TASK TO COMPLETE>
Your answer must be an exact copy of every record below.

[Collected data]
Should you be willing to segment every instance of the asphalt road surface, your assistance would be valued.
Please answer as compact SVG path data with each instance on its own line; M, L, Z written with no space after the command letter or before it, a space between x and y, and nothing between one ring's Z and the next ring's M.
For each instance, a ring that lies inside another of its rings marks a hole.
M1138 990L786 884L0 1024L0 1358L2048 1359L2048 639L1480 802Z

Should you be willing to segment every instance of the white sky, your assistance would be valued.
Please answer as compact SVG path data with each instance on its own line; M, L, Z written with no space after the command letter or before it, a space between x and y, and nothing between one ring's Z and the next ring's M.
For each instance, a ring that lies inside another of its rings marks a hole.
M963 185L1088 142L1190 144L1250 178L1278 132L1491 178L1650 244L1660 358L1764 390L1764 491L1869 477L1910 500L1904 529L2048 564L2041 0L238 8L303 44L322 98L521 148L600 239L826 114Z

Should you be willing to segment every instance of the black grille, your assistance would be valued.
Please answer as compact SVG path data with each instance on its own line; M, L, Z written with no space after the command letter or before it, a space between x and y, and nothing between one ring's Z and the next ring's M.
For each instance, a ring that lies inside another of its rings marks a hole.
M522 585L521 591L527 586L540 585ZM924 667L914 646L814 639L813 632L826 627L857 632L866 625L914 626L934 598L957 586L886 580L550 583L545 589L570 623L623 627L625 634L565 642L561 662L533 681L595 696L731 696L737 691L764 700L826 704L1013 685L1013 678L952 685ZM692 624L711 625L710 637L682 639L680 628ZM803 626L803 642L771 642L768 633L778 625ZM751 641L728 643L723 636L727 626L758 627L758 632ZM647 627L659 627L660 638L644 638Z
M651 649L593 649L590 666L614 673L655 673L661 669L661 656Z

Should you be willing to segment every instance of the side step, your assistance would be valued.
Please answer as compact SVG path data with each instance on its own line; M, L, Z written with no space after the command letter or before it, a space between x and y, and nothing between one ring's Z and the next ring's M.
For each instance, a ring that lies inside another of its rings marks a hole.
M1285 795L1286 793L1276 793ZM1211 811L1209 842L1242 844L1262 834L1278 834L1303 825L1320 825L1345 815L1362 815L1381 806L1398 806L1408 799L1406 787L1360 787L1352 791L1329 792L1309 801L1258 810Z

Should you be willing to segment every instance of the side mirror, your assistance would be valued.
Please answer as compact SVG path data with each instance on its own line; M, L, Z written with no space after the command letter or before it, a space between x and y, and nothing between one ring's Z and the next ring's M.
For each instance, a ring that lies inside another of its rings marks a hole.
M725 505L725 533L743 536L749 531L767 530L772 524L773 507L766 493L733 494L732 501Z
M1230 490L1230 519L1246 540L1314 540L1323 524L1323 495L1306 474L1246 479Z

EXERCISE RESPONSE>
Should you be willing to segment every instance of the asphalt road surface, your assistance would be valued.
Please answer as compact SVG path data with each instance on its own line; M, L, Z written with no space after the command letter or before it, a space between x and y, and nothing between one ring's Z and the next ring's M.
For each instance, a ring that lies inside another of its rings marks a hole.
M1138 990L786 884L0 1024L0 1358L2048 1359L2048 639L1480 802Z

Should you be willing to segment every instance of the white sky, your assistance would be valued.
Please answer as compact SVG path data with each instance on its own line; M, L, Z written with no space after the command letter or before it, a space between x and y, and nothing between one ring's Z and the next ring's M.
For each instance, a ring that lies inside another of its rings marks a hole.
M963 185L1088 142L1190 144L1250 178L1278 132L1491 178L1650 244L1660 358L1764 390L1764 491L1869 477L1910 500L1904 529L2048 564L2041 0L238 8L303 44L322 98L521 148L600 239L826 114Z

Should you be willing to segment every instance of the black grille, your assistance would be valued.
Please answer as compact SVG path data with each instance on its own line; M, L, Z written with no space after the command letter or before it, a space between x and y, and nothing between one ring's Z and the next ring's M.
For each instance, a ring that lies inside another of its rings marks a hole.
M522 585L521 591L527 586L540 585ZM924 667L914 646L814 639L813 632L826 627L857 632L866 625L914 626L934 598L957 586L886 580L550 583L545 589L570 623L623 627L625 634L565 642L561 662L533 681L595 696L731 696L737 691L764 700L826 704L1013 685L1013 678L952 685ZM692 624L711 625L710 637L682 639L680 628ZM803 626L803 642L771 642L768 633L778 625ZM751 641L728 643L723 636L727 626L758 627L758 632ZM647 627L659 627L660 638L644 638Z
M651 649L593 649L590 666L614 673L655 673L661 669L661 656Z

Should you be willing to segment every instance of the side step, your assistance would be valued.
Please answer as compact SVG path data with each instance on its own line; M, L, Z written with no space after the command letter or before it, a space between x and y, and nothing between one ring's Z and the next ring's M.
For each instance, a ring that lies inside another of its rings marks a hole.
M1285 795L1286 793L1276 793ZM1211 811L1209 842L1242 844L1262 834L1278 834L1303 825L1320 825L1345 815L1362 815L1381 806L1398 806L1408 799L1406 787L1360 787L1352 791L1329 792L1309 801L1258 810Z

Should you be willing to segment every instance of the side mirror, your assistance would be valued.
Please answer as compact SVG path data with each instance on its own line; M, L, Z written with no space after the command letter or before it, a space between x and y, and nothing between one ring's Z and the next ring's M.
For each instance, a ring that lies inside another of its rings marks a hole.
M725 505L725 533L743 536L749 531L767 530L772 524L773 507L766 493L733 494L732 501Z
M1230 490L1230 519L1246 540L1314 540L1323 524L1323 495L1306 474L1246 479Z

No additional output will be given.